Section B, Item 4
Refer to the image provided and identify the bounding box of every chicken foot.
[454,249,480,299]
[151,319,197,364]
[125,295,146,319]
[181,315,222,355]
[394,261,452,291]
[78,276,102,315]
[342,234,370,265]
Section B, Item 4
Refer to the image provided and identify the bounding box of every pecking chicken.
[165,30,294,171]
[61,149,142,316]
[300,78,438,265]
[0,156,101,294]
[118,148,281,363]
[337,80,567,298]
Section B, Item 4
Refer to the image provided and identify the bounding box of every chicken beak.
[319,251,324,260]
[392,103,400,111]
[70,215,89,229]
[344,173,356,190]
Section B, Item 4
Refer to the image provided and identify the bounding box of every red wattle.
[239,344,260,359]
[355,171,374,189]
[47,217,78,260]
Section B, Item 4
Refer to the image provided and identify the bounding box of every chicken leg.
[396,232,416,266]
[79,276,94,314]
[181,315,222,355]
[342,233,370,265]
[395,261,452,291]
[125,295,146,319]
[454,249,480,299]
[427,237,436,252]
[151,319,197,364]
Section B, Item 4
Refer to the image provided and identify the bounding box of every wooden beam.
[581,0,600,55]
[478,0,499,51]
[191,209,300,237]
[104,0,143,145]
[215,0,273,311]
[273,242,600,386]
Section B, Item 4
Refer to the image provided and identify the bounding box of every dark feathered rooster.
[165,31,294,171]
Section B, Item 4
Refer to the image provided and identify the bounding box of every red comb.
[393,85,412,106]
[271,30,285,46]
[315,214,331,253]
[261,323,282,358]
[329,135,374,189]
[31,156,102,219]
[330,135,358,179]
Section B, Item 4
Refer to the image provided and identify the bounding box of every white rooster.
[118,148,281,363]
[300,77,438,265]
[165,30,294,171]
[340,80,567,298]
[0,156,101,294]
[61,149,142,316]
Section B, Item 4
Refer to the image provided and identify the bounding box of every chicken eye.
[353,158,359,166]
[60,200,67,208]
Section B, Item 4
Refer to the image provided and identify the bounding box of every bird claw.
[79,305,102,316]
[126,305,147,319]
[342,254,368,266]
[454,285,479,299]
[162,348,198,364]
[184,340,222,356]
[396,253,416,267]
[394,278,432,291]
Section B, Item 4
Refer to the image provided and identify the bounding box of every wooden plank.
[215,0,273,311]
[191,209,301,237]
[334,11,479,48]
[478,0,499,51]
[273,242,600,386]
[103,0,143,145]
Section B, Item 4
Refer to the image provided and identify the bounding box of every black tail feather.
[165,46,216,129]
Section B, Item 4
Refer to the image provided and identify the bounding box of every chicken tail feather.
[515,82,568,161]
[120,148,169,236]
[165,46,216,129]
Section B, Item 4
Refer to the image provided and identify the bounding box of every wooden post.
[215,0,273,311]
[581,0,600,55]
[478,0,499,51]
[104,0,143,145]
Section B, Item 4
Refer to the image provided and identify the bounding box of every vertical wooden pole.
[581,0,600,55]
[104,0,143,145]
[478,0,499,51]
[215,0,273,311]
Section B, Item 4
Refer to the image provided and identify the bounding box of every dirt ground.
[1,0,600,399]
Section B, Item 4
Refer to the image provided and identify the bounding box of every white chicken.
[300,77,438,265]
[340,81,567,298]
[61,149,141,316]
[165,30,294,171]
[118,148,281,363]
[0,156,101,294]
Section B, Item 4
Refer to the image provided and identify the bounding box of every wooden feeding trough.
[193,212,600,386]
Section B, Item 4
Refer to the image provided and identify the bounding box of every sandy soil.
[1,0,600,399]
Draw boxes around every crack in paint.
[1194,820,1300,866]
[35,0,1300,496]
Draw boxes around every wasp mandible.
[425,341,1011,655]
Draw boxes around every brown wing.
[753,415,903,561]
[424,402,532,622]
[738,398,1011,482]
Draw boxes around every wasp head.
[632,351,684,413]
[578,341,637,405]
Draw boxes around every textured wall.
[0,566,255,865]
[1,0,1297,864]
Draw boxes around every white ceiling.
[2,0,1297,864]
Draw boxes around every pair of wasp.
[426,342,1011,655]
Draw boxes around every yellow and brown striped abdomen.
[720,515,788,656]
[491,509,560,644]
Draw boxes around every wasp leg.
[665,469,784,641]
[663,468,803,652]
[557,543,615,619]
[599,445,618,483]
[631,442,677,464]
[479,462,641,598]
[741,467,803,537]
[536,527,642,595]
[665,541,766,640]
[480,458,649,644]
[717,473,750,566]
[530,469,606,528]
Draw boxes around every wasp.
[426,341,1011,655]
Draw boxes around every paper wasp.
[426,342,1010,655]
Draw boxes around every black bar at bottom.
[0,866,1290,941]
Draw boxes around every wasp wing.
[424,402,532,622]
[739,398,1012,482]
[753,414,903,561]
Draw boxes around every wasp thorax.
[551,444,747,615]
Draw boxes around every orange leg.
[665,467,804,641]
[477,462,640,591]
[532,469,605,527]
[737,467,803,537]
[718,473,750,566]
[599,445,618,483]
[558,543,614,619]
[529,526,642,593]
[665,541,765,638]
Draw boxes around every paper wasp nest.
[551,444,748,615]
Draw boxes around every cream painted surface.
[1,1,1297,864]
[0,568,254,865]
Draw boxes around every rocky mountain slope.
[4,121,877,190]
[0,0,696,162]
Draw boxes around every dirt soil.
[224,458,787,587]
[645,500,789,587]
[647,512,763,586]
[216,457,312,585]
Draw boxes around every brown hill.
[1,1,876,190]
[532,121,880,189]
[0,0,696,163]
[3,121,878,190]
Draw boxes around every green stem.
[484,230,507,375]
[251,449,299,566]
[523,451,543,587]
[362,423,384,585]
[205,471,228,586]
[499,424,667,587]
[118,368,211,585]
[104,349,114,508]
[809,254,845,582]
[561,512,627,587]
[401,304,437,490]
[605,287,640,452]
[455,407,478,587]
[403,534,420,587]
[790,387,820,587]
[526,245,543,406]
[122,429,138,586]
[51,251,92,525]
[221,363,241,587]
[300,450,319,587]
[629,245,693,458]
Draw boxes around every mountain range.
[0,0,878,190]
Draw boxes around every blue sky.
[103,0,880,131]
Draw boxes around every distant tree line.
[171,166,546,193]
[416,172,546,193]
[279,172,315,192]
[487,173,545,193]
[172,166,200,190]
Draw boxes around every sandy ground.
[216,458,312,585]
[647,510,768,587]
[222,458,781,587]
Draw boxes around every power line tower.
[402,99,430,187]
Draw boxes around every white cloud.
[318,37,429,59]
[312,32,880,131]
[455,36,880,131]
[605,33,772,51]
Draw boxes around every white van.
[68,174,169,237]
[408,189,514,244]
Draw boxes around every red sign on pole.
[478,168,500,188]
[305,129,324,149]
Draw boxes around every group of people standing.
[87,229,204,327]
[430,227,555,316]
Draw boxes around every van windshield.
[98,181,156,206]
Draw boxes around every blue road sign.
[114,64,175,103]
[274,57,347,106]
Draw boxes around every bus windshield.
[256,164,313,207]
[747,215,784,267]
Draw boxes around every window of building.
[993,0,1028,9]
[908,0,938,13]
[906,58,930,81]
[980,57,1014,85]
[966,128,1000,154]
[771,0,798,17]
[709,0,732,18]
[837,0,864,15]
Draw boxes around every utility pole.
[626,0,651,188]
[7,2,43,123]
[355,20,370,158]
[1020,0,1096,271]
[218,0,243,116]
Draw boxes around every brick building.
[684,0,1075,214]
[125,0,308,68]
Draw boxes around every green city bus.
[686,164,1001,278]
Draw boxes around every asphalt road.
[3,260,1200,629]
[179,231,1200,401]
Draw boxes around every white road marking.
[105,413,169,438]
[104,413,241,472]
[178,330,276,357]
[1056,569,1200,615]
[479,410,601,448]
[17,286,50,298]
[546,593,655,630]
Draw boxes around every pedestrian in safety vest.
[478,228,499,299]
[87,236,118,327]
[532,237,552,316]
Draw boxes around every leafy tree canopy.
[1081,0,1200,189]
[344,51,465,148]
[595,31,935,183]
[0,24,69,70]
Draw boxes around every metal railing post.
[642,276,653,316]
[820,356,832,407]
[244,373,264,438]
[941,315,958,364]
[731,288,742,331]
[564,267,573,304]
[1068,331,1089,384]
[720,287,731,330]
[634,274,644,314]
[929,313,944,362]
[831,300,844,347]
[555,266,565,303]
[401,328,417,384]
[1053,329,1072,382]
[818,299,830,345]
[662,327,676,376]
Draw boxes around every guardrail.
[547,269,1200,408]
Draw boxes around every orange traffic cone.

━━━━━━━━━━━━━━━━━━━━

_Exercise directions_: Find the line containing "Draw boxes around every utility pole.", then output it and every line after it to the end of the data, exactly.

_Exercise solution_:
Draw boxes around every utility pole.
[626,0,651,188]
[7,2,43,123]
[355,20,370,158]
[1020,0,1096,271]
[218,0,243,116]
Draw boxes around every brick building.
[684,0,1075,214]
[125,0,308,68]
Draw boxes around every green city bus.
[686,164,1001,278]
Draw boxes around every asphalt road.
[3,260,1200,629]
[179,231,1200,401]
Draw boxes around every white road marking.
[105,413,169,438]
[104,413,241,472]
[178,330,276,357]
[1056,569,1200,615]
[479,410,601,448]
[17,286,50,298]
[546,593,655,630]
Draw boxes around every pedestrian in safety vest.
[478,228,499,299]
[87,236,118,327]
[532,237,552,316]
Draw boxes around every leafy tree canopy.
[1081,0,1200,189]
[344,51,465,148]
[595,31,935,183]
[0,24,69,70]
Draw boxes around every metal railing post.
[642,276,653,316]
[820,356,832,407]
[244,373,264,438]
[941,315,958,364]
[731,288,742,331]
[564,267,573,304]
[1068,331,1089,384]
[720,287,731,330]
[634,274,644,314]
[929,313,944,362]
[831,300,844,347]
[555,266,565,303]
[401,328,417,384]
[1053,329,1072,382]
[818,299,830,345]
[662,327,676,376]
Draw boxes around every guardrail.
[547,269,1200,408]
Draw boxes around every orange traffic cone.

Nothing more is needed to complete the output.